Task description
Copy the part of the listing from its start through the line containing "[0,334,800,561]", swapping "pixel coordinates" for "corner coordinates" and keeping everything else the same.

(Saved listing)
START

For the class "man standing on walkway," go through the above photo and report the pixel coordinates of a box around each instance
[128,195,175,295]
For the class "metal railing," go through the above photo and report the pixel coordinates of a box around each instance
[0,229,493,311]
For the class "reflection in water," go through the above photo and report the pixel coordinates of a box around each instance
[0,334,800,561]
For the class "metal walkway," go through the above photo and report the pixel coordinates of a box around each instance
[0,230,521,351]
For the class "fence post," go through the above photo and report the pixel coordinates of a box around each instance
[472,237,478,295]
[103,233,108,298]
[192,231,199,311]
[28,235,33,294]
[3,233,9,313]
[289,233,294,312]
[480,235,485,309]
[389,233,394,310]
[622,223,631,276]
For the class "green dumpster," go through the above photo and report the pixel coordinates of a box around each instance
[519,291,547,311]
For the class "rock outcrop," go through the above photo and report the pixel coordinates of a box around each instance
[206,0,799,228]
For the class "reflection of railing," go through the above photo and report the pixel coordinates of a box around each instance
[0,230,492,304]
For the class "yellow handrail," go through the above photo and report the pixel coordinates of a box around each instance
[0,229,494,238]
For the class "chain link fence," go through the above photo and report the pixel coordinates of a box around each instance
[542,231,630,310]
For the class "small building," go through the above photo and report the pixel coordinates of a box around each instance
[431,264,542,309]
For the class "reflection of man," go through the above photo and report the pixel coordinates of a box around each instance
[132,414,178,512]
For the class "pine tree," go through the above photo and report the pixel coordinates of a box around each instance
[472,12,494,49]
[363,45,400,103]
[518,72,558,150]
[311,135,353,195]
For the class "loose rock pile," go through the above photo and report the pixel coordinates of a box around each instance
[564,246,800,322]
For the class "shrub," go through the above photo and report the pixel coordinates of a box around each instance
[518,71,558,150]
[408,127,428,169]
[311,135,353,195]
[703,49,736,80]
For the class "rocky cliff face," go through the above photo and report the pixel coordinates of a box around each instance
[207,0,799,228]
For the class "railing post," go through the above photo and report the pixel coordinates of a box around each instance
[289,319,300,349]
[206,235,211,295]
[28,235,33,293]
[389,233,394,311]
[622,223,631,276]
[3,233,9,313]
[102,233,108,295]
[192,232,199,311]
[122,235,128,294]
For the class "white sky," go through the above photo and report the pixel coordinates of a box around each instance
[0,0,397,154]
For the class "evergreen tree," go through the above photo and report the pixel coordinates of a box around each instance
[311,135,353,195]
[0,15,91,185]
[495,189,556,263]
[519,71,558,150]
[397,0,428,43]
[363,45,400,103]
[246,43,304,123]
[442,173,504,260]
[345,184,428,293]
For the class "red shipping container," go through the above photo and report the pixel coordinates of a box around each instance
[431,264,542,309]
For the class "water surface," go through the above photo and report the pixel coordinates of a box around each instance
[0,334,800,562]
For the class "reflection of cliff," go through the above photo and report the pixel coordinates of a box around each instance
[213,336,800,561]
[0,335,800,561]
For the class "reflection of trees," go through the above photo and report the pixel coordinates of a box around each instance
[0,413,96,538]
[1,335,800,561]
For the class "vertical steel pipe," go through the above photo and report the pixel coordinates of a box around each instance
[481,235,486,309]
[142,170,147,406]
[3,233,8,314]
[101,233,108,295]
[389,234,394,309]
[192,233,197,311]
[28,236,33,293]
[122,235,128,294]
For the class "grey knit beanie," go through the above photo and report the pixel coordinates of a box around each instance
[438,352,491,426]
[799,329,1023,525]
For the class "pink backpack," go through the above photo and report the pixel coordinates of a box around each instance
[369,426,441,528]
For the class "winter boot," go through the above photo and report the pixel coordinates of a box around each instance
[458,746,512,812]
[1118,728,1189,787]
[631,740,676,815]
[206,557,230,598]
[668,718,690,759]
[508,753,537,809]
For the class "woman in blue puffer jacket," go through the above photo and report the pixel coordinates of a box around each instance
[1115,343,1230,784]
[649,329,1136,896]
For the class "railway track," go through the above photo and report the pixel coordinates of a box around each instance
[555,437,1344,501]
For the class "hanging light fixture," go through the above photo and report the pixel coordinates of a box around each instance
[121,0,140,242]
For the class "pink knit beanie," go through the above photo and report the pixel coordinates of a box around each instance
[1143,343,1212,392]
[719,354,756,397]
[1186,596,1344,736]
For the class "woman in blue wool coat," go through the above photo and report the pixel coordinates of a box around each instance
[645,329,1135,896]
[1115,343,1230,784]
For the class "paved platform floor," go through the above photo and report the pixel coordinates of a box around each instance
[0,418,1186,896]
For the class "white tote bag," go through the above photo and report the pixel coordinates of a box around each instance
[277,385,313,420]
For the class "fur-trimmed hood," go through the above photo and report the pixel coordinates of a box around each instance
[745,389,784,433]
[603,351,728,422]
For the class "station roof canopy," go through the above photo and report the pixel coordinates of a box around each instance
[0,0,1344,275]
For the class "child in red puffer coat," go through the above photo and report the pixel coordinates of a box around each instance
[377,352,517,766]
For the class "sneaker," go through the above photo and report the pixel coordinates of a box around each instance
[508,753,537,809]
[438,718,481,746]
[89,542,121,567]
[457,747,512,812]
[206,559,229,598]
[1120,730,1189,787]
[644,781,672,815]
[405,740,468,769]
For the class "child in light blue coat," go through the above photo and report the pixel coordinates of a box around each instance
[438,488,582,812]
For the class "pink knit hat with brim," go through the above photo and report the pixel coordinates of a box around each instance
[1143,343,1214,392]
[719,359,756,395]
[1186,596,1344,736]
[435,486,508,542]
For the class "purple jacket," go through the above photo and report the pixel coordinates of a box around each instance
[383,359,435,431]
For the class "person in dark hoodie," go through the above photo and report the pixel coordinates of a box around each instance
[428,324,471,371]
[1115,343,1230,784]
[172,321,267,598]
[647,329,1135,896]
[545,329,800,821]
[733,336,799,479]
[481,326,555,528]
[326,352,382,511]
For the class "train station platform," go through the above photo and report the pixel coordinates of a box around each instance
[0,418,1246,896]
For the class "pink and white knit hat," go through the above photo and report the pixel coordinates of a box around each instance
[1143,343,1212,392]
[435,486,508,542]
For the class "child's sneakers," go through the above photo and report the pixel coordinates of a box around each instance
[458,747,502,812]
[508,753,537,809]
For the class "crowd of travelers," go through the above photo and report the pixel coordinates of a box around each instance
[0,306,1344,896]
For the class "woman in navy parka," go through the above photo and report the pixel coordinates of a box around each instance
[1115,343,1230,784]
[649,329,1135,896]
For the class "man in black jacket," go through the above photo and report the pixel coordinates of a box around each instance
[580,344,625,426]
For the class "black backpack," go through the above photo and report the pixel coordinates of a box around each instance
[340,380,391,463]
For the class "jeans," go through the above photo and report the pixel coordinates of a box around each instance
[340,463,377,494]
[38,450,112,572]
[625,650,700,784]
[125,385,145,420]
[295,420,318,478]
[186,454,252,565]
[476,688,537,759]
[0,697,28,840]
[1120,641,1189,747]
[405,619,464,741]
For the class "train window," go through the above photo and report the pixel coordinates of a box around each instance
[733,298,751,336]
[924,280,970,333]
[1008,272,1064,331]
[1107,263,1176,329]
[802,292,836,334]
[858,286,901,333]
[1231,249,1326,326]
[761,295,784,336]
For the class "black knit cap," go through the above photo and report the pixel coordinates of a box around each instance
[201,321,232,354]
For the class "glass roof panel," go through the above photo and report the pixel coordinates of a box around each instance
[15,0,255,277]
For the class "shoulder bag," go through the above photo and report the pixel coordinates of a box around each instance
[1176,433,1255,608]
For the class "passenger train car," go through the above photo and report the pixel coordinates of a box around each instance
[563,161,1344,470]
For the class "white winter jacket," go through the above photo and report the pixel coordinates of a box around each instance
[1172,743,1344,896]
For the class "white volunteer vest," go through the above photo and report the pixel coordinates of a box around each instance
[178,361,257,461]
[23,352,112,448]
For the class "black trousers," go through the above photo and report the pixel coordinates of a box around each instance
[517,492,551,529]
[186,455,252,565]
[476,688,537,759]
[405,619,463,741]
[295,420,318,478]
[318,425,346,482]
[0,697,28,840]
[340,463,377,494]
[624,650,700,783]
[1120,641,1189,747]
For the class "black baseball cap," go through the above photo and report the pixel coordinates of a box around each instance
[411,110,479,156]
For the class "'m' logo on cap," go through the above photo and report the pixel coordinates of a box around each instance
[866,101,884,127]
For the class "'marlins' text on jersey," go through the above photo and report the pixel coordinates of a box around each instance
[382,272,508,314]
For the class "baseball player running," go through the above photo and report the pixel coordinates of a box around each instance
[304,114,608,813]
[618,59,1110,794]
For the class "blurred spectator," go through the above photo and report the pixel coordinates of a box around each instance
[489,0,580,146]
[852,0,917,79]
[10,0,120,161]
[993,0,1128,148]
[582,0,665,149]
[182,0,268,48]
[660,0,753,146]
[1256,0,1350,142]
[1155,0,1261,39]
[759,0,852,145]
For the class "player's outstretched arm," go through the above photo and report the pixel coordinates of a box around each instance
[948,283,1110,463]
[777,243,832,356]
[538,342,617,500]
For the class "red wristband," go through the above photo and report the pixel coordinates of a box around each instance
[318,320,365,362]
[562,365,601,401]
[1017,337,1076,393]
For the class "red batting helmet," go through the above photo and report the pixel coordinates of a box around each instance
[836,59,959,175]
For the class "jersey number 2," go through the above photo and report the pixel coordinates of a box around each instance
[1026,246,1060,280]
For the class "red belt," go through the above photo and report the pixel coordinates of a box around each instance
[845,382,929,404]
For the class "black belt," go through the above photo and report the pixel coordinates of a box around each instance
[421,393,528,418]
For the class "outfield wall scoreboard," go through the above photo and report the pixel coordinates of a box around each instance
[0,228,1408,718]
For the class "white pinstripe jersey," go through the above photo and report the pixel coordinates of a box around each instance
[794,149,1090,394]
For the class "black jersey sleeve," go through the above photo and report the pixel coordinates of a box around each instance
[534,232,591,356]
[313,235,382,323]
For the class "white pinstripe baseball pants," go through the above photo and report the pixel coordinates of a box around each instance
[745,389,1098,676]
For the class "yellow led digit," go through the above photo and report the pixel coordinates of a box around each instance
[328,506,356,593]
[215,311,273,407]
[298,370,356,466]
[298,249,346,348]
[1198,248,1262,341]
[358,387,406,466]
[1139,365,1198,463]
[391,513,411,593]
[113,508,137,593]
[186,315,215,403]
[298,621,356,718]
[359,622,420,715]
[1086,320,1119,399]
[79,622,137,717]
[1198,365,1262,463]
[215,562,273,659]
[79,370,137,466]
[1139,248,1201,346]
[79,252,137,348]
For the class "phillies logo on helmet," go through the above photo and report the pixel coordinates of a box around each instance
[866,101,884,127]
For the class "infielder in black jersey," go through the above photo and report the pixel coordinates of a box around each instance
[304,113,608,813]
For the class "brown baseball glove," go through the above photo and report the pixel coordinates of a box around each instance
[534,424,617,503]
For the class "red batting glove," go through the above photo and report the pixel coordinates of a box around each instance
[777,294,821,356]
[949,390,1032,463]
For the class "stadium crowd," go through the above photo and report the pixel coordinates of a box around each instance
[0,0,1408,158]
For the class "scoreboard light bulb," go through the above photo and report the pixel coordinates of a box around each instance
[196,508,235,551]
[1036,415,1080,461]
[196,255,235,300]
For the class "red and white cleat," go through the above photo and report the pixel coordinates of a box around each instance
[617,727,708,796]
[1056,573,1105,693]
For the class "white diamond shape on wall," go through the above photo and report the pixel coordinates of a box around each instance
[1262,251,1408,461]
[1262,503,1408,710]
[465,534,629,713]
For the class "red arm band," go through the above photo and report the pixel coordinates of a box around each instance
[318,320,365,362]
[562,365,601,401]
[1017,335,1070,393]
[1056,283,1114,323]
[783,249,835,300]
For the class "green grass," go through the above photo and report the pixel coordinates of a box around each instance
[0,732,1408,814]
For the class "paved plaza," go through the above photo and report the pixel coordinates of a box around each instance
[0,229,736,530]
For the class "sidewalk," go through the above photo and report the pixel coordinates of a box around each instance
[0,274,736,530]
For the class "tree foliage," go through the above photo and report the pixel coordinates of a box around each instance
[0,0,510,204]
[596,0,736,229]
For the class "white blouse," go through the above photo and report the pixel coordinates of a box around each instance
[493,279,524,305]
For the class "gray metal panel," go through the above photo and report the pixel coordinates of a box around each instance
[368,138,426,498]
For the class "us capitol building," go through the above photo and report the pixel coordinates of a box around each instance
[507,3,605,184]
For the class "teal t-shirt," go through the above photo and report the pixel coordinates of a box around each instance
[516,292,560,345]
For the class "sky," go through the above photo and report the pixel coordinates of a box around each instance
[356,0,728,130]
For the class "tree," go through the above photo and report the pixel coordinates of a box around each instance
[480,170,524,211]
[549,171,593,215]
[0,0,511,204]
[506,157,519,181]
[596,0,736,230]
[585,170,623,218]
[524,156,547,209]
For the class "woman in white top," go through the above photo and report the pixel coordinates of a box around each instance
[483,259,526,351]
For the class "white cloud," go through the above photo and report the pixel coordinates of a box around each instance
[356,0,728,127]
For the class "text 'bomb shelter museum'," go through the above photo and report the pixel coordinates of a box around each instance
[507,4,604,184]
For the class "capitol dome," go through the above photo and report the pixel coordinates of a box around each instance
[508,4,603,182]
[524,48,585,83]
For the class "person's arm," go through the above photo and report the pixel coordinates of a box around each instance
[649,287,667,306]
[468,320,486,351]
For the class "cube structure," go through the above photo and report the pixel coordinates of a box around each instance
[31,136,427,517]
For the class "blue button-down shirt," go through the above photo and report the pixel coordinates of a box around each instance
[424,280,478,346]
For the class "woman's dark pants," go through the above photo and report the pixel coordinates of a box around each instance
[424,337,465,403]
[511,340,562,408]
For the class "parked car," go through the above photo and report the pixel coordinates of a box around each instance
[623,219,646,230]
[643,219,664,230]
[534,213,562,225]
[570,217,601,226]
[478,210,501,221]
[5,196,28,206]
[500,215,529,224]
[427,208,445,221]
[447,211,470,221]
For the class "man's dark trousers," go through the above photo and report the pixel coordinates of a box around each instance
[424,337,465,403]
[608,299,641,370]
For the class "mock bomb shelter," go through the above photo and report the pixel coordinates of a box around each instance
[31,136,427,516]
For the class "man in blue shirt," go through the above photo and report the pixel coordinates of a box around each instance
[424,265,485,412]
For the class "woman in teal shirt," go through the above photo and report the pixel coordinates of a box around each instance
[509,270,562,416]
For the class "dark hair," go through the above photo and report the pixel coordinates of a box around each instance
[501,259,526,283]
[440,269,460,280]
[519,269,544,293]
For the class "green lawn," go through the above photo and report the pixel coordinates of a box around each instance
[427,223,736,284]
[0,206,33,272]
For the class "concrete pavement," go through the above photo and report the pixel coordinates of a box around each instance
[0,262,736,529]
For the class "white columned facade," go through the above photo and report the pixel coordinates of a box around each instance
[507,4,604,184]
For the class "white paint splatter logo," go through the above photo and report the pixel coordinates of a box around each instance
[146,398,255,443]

END

Exercise output
For the class "man standing on walkway," go through the above photo and report the corner coordinates of a box around each instance
[128,195,175,295]
For the class "metal railing," go through the above photo and report the corner coordinates of a box around each instance
[0,229,493,311]
For the class "reflection in water," go through the above photo and report the corner coordinates of a box around each instance
[0,334,800,561]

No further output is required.